▶ [TASK PROMPT]:
Restate the data exactly, with nothing altered.

[Data entries]
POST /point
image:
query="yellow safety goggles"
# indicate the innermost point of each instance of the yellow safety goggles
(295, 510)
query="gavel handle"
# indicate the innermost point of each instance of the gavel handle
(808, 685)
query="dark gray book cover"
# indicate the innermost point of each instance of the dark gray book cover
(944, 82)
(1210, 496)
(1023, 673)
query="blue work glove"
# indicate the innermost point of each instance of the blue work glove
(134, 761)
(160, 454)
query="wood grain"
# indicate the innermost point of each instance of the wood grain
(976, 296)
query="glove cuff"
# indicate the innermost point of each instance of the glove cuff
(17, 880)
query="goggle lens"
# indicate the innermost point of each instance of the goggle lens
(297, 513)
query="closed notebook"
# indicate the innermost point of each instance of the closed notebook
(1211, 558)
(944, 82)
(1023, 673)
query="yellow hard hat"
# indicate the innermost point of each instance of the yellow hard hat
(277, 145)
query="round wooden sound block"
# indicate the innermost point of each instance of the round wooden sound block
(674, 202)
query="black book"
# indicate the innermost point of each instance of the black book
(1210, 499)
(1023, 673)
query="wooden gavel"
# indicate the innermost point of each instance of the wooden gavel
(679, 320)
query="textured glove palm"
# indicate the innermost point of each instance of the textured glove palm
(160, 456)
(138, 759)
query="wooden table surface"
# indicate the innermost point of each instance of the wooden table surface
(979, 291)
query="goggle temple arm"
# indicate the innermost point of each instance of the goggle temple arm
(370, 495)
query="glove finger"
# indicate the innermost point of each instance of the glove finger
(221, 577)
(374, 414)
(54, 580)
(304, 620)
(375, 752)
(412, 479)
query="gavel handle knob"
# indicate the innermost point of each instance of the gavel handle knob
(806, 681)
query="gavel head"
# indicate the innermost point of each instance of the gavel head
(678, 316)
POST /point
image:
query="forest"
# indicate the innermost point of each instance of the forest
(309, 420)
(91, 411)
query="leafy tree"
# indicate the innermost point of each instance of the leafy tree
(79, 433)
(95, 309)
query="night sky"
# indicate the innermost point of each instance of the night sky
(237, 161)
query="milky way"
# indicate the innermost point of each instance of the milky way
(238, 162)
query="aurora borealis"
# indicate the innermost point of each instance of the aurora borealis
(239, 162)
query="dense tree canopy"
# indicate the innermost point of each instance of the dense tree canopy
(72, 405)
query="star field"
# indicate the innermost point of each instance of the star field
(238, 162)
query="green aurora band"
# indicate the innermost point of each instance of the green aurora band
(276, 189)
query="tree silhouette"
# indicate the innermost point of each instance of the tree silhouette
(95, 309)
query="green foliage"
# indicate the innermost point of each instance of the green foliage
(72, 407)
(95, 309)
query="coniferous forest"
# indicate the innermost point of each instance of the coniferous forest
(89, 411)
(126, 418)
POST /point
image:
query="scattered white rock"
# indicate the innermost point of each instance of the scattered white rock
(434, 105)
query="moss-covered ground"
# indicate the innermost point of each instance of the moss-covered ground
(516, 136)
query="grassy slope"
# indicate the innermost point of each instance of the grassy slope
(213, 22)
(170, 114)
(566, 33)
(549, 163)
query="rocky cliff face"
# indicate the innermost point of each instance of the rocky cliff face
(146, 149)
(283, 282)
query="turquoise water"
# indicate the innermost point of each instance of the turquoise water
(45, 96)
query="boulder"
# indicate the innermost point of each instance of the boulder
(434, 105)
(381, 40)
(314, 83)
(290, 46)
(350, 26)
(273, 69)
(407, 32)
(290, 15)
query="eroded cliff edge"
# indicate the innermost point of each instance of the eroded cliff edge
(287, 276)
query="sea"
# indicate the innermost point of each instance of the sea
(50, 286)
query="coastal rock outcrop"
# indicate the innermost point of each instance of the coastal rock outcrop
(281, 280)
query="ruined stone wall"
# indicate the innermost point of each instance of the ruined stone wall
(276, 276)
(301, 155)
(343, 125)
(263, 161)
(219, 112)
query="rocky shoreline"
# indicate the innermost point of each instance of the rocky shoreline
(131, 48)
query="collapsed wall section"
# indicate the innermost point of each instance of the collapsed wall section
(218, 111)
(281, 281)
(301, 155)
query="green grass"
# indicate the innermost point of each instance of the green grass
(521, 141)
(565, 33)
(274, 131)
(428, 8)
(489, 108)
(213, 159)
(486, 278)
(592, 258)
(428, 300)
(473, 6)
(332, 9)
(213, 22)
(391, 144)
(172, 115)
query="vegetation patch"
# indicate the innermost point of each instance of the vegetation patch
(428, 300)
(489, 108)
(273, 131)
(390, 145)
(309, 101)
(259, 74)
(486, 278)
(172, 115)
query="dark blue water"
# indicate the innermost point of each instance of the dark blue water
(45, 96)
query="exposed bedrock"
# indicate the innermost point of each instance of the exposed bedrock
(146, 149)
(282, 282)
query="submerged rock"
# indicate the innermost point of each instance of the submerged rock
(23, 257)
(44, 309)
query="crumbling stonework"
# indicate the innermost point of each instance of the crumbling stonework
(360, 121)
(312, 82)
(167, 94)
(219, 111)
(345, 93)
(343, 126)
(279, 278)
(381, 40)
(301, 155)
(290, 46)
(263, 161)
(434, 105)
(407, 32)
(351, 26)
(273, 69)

▶ [REPLY TO THE EXERCISE]:
POST /point
image:
query="yellow safety goggles"
# indicate the innermost point of each instance of the yellow safety goggles
(295, 510)
query="gavel handle"
# indicate the innermost point of each instance of the gavel handle
(808, 685)
query="dark gray book cover"
# indicate the innermost point of each instance of the dark gray book cover
(944, 82)
(1210, 496)
(1023, 673)
query="blue work glove"
# indicate the innermost point of each instance of the blue work glove
(134, 761)
(160, 454)
query="wood grain"
# indicate the innermost point of each instance of the wood grain
(976, 296)
query="glove cuff"
# indicate the innermost point of each instance of the glove cuff
(17, 880)
query="goggle lens"
# indicate the innermost point of each instance of the goggle lens
(297, 513)
query="closed notebook"
# indicate the innermost point of each instance of the closed notebook
(1211, 558)
(944, 82)
(1023, 673)
query="yellow hard hat"
# indicate the innermost point of each instance of the yellow hard hat
(277, 145)
query="round wooden sound block"
# indicate the innermost point of each instance of the round wooden sound block
(674, 202)
query="black book"
# indicate the innermost point of each instance of the black book
(1210, 499)
(1023, 673)
query="wooden gavel"
# indicate the innermost point of each instance of the wooden gavel
(679, 320)
query="textured glove palm"
# indicate the innermost point of each instance of the textured glove palm
(160, 456)
(138, 759)
query="wooden table surface"
# indicate the innermost point of each instance of the wooden table surface
(979, 291)
query="goggle temple arm"
# indicate the innermost point of each instance of the goggle temple arm
(370, 495)
query="glove finger"
# indicate the innermost point of each instance of the glove finger
(221, 577)
(374, 414)
(54, 580)
(304, 620)
(375, 752)
(412, 479)
query="gavel handle knob"
# indicate the innermost point of each instance of the gavel handle knob
(806, 681)
query="gavel head"
# indicate the innermost point of each instance of the gavel head
(678, 316)
POST /point
image:
query="forest"
# indicate the innermost point of each instance of the forest
(309, 420)
(91, 411)
query="leafy tree"
# indicate the innermost point of each instance of the leafy tree
(79, 433)
(95, 309)
query="night sky"
# indicate the innermost point of each instance of the night sky
(237, 161)
query="milky way"
# indicate the innermost point of each instance of the milky way
(238, 162)
query="aurora borealis"
# indicate the innermost point of each instance of the aurora borealis
(239, 162)
query="dense tree canopy"
# indicate the innermost point of each instance of the dense tree canopy
(72, 405)
query="star field"
# indicate the innermost point of each instance of the star field
(238, 162)
query="green aurora band"
# indicate the innermost point of each instance of the green aurora band
(276, 189)
query="tree silhouette"
# indicate the innermost point of each instance of the tree silhouette
(95, 309)
query="green foliage"
# indicate the innermost point of each instance of the green foliage
(72, 407)
(95, 309)
query="coniferous forest"
# indicate the innermost point of each instance of the coniferous forest
(89, 411)
(126, 418)
POST /point
image:
query="scattered white rock"
# indicate the innermost point of each instance of the scattered white rock
(434, 105)
query="moss-covered ground"
# indicate the innermost point of each instance of the moss-covered ground
(516, 136)
query="grassy slope"
# indicate the innermost point of each instance of the grassy slope
(213, 22)
(170, 114)
(566, 33)
(549, 163)
query="rocky cliff face"
# indicate the innermost point of each instance of the rocky cliff face
(146, 149)
(283, 282)
query="turquoise water"
# indicate the innermost point of each instance of the turquoise water
(45, 96)
query="boulder"
# indicate the innermost point of each instance of the boulder
(434, 105)
(381, 40)
(314, 83)
(290, 46)
(350, 26)
(273, 69)
(407, 32)
(290, 15)
query="eroded cliff edge"
# indicate the innermost point of each instance of the eroded cliff edge
(287, 276)
query="sea"
# indicate the innermost point of each instance of the sea
(50, 286)
query="coastal rock outcrop"
# indicate the innermost point of each instance of the coastal rock outcrop
(281, 280)
query="ruined stone wall"
# indicate the innermost point of each instance of the ruined stone wall
(276, 276)
(301, 155)
(343, 125)
(263, 161)
(219, 112)
query="rocky shoreline"
# indicate the innermost point of each instance of the rocky shoreline
(131, 48)
query="collapsed wall section"
# indicate the innermost point of each instance of the collapsed wall section
(218, 111)
(281, 281)
(301, 155)
query="green grass"
# indicate the innermost point of each instance of the green grass
(521, 141)
(565, 33)
(274, 131)
(428, 8)
(489, 108)
(213, 159)
(486, 278)
(592, 258)
(428, 300)
(473, 6)
(332, 9)
(213, 22)
(391, 144)
(172, 115)
query="vegetation patch"
# indicate the innermost point of each instance of the vegetation patch
(428, 300)
(489, 108)
(273, 131)
(390, 145)
(309, 101)
(259, 74)
(486, 278)
(172, 115)
query="dark blue water"
# indicate the innermost point of each instance of the dark blue water
(45, 96)
query="exposed bedrock"
# indicate the innermost point of each instance of the exposed bedrock
(146, 149)
(282, 282)
query="submerged rock"
# indicate the innermost point of each instance of the submerged rock
(23, 257)
(44, 309)
query="crumbling stonework"
# indicate the innermost point of each instance of the crumbling stonework
(360, 121)
(312, 82)
(167, 94)
(219, 111)
(345, 93)
(343, 126)
(279, 278)
(381, 40)
(301, 155)
(290, 46)
(263, 161)
(434, 105)
(407, 32)
(351, 26)
(273, 69)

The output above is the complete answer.